Stored entries:

-=-=-=-=-

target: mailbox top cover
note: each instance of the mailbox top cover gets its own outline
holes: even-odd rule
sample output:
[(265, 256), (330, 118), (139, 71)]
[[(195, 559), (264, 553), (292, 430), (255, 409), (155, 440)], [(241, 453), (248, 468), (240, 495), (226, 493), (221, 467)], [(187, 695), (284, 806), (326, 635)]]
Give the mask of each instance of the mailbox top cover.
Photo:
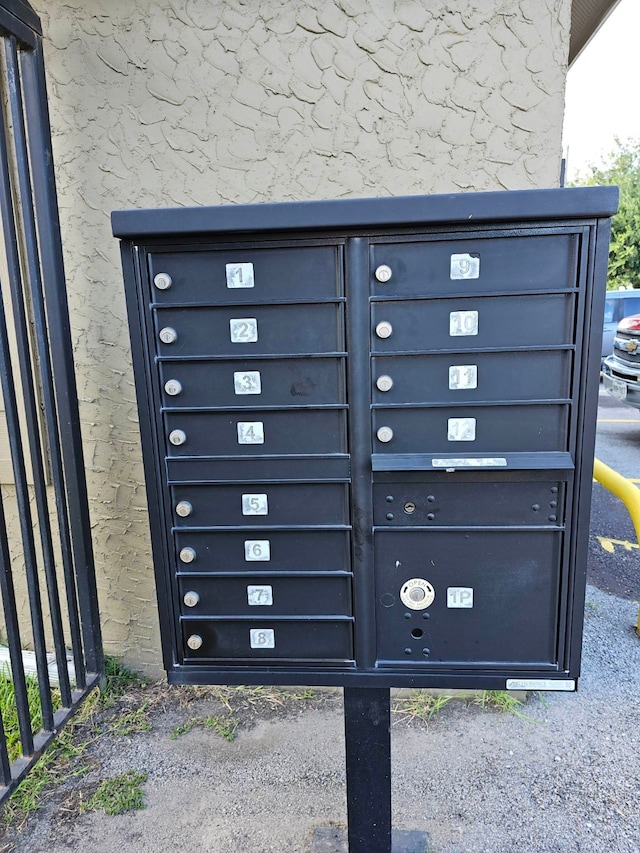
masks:
[(618, 187), (571, 187), (450, 195), (265, 202), (216, 207), (116, 210), (113, 234), (120, 238), (251, 232), (398, 228), (429, 223), (471, 224), (514, 220), (613, 216)]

-=-=-=-=-

Brief: Wherever the string "instance" occurs in the records, copy the line it is in.

Solution to this task:
note: each instance of the mailbox top cover gets its own outline
Give the mask of each instance of the mailbox top cover.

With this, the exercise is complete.